TASK
Below is an article on the 1998 Albanian coup attempt, followed by some records. Pick up the article after its last sentence and keep writing.

START PAGE EXTRACT

1998 Albanian coup attempt
| Date | 14 September 1998 |
| Location | Tirana, Albania |
| Result | Coup failed Government forces retake control of institutions.; Immunity of Sali Berisha lifted.; Nano III Government subsequently resigns on 28 September.; |

Belligerents
- Democratic Party: Government of Albania

Commanders and leaders
- Sali Berisha Ridvan Bode Genc Pollo Ekrem Spahiu: Fatos Nano Perikli Teta Skënder Gjinushi

Units involved
- PD protesters and militants: Republican Guard State Police RENEA

= 1998 Albanian coup attempt =

Attempted coup d'etat by the Democratic Party of Albania

The 1998 Albanian coup attempt was an armed political uprising in Tirana from 13 to 15 September 1998, during which supporters of the opposition Democratic Party of Albania seized the offices of Prime Minister Fatos Nano, the parliament building, the headquarters of Albanian state television and radio, and several tanks. The unrest followed the assassination of Azem Hajdari, a founding Democratic Party politician and former leader of the 1990 anti-communist student movement, on 12 September.

The violence began with an attack on the Prime Minister's Office on 14 September. It escalated during Hajdari's funeral later that day, when armed demonstrators overran several state institutions, commandeered armoured vehicles and briefly controlled parts of central Tirana. Special police units recaptured the buildings within hours. The remaining armed supporters withdrew to the Democratic Party headquarters, where they maintained a brief standoff with police before returning two tanks.

The Nano government called the events an attempted coup d'état and accused former president and Democratic Party leader Sali Berisha of organising them. Berisha denied attempting a coup and claimed that government guards had provoked the violence. The International Crisis Group subsequently described the events as an attempted coup by opposition forces, while Human Rights Watch more cautiously referred to Berisha's role in what the government called a coup d'état. Parliament lifted Berisha's immunity on 18 September, clearing the way for possible prosecution, but he was not arrested or ultimately tried as the organiser of the uprising.

END PAGE EXTRACT
START GIVEN DATA

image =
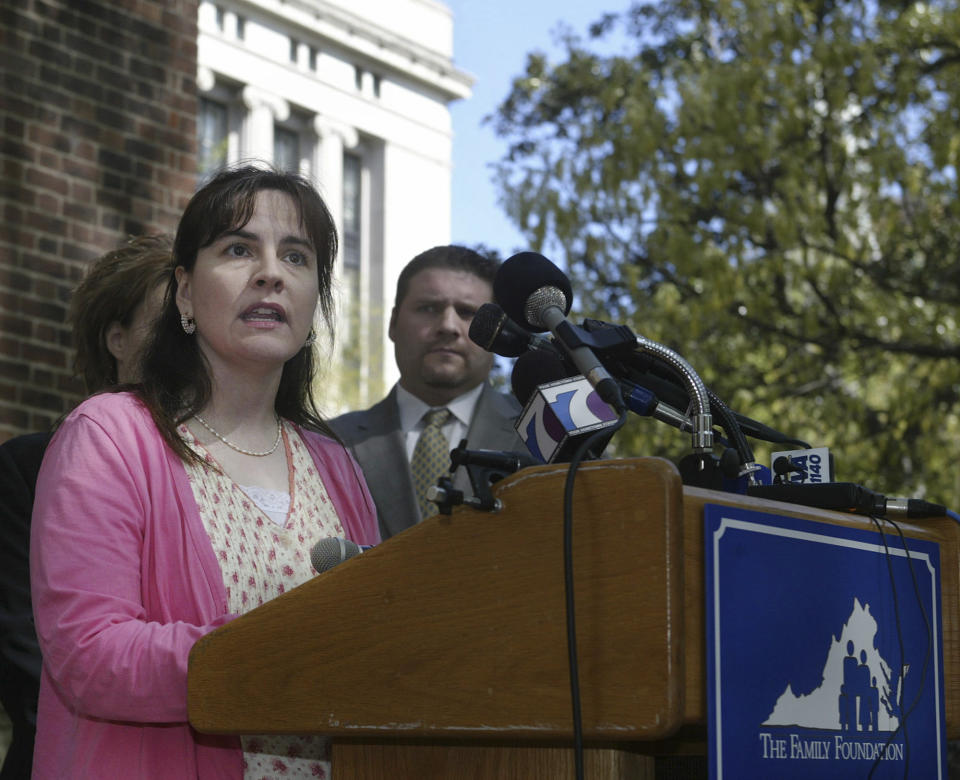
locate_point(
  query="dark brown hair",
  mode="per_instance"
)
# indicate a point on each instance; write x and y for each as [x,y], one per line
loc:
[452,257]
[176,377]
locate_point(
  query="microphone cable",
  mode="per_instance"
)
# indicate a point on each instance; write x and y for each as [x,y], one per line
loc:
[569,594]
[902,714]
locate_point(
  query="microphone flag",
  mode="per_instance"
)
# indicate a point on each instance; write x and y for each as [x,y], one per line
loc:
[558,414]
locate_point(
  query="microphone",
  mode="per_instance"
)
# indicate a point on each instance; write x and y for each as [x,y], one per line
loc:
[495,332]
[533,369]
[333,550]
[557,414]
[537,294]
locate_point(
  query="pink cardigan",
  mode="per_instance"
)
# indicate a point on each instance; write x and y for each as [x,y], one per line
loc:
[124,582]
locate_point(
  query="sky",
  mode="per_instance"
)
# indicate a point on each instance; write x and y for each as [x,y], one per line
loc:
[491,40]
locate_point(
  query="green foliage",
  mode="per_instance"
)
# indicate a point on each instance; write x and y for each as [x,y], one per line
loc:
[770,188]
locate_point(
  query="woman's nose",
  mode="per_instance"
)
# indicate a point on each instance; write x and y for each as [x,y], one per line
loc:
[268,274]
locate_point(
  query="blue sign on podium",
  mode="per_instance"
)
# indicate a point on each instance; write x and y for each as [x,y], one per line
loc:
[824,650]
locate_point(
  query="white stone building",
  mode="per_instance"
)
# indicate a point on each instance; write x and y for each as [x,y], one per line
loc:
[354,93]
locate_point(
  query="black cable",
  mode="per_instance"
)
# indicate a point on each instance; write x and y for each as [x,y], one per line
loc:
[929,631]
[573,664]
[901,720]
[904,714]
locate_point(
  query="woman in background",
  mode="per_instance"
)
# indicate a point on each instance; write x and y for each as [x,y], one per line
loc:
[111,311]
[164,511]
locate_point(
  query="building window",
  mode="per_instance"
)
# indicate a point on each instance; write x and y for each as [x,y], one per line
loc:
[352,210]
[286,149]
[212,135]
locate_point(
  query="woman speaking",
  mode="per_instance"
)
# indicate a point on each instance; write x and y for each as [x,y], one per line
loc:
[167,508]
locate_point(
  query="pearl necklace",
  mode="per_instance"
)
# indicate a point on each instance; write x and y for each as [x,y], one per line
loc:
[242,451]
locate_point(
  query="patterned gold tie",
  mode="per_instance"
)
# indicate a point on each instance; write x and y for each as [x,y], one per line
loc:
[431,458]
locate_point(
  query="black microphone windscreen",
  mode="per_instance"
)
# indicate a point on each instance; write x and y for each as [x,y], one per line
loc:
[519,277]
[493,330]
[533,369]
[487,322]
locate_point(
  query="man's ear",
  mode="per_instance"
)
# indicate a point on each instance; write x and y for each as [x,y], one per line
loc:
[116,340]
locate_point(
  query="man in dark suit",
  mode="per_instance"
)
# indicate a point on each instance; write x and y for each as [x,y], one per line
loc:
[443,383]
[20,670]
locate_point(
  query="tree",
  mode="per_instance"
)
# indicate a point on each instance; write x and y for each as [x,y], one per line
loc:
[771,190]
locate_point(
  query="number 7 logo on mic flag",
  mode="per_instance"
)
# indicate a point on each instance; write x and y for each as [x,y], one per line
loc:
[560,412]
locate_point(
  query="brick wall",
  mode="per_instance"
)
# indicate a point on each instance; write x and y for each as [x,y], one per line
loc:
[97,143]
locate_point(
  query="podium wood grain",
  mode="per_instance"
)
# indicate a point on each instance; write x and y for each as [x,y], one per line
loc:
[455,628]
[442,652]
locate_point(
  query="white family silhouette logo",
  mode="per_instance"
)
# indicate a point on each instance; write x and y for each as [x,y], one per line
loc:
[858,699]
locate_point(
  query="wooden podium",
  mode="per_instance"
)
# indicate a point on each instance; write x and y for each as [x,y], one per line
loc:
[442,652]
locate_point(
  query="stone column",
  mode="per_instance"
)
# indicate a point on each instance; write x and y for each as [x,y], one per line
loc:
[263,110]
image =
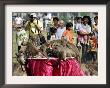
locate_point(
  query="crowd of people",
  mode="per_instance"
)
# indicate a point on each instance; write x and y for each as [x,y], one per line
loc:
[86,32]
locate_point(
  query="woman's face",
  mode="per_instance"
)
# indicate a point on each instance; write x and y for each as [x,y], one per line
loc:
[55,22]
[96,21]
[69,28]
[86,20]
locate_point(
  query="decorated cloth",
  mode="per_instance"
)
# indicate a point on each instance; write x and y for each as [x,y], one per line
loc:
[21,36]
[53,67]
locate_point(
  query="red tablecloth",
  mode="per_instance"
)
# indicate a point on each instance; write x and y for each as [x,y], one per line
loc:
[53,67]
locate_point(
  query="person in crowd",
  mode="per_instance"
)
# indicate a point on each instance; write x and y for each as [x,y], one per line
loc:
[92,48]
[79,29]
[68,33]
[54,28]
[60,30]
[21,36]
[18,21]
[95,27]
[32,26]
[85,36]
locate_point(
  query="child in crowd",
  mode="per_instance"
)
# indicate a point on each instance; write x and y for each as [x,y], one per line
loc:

END GIVEN DATA

ANSWER TO THE TASK
Contemporary casualty figures varied. Radio Free Europe/Radio Liberty and the Los Angeles Times reported three deaths and 14 injuries during the government counter-operation, while the United States Department of State reported at least four deaths across the several days of protest and rioting.

The uprising failed to remove the government immediately, but it deepened an existing crisis inside the governing coalition. Nano resigned on 28 September after failing to secure sufficient support for a cabinet reshuffle and was replaced by Pandeli Majko.

== Terminology ==

The classification of the events became politically contested immediately. Nano, Teta and Socialist Party officials called them an attempted coup d'état led by Berisha. Parliament's subsequent decision to lift Berisha's immunity was based on a prosecutor's request concerning an alleged armed uprising against the constitutional order.

The International Crisis Group described 14 September as an attempted coup by opposition forces and identified Berisha as having been accused by Nano of acting as its principal organiser. The Los Angeles Times, several other contemporary newspapers and later political histories also used the term "coup attempt".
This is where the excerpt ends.